Replace "helmet strap" with "chin strap" throughout the material below, and write the lines out again with nothing else changed. Leave the pictures out.

■ Exercise materials ■
# # # #
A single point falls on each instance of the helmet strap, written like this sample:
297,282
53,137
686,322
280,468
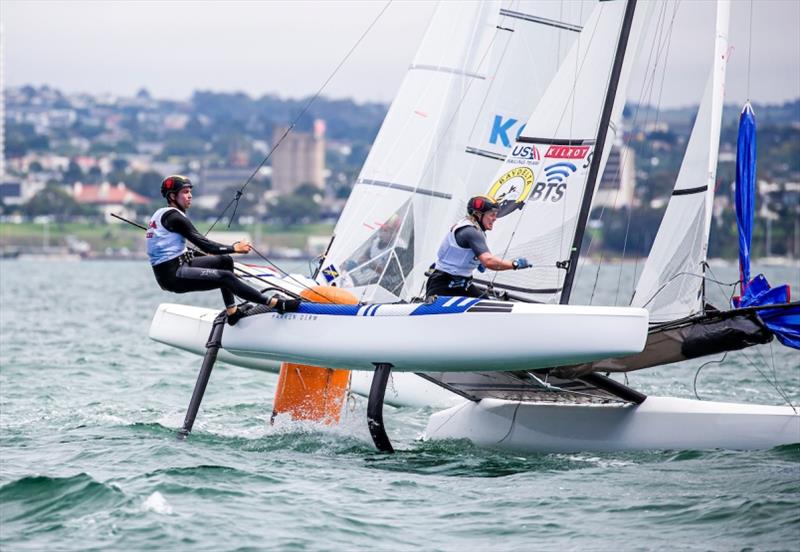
# # # #
■ Output ■
A single point falls on each instance of the chin strap, written like this sample:
297,282
53,137
686,322
280,468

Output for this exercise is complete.